## Aim of the exercise
Within the entries below, find the portion that opens with the line containing "M253 98L230 45L157" and closes with the line containing "Mark the region". Retype that portion exactly and only.

Extracted records:

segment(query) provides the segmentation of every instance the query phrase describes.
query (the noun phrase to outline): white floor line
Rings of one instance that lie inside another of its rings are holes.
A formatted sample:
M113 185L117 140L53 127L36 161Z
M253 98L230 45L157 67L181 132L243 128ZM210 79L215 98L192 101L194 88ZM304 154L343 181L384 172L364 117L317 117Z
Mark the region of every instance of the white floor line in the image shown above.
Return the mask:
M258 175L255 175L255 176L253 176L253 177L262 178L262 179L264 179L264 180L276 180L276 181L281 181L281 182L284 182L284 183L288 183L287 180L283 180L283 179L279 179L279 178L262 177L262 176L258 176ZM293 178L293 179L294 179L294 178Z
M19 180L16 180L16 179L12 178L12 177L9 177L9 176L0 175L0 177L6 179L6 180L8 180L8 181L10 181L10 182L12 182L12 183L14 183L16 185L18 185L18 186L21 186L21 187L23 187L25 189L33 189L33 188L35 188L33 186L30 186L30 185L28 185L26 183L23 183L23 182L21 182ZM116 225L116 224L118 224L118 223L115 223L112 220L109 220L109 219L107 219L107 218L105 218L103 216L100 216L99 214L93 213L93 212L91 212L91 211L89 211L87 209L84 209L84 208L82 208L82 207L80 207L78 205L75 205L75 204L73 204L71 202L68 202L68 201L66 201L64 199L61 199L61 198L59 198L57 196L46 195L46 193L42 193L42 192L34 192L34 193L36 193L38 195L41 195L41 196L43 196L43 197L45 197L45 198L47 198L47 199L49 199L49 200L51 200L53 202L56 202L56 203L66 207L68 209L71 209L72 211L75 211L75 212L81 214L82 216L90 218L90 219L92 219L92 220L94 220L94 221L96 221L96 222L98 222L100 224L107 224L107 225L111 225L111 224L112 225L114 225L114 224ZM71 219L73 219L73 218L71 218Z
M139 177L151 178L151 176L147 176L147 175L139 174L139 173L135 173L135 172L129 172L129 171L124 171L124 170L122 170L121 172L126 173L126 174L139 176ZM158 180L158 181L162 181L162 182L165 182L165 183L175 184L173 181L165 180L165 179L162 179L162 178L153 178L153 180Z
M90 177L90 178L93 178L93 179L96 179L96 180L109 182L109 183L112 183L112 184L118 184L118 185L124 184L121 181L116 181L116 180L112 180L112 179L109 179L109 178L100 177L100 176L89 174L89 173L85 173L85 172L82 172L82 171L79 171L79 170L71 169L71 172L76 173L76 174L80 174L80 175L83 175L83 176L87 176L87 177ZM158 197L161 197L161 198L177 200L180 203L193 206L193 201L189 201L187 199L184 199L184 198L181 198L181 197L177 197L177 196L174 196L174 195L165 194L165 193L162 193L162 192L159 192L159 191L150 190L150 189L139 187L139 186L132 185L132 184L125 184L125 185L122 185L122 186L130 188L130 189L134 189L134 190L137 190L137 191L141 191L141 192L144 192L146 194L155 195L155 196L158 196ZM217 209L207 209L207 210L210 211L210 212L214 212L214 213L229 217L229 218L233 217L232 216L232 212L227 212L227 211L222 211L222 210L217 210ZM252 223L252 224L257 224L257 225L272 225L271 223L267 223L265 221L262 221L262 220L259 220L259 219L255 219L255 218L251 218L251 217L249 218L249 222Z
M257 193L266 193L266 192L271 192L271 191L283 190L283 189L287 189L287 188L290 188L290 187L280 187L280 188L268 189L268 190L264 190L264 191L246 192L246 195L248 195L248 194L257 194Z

## Reply to the task
M253 98L230 45L157 67L181 132L243 128ZM210 79L215 98L192 101L194 88ZM304 154L343 181L384 172L364 117L317 117Z
Mark the region of every instance of the white floor line in the image shown above.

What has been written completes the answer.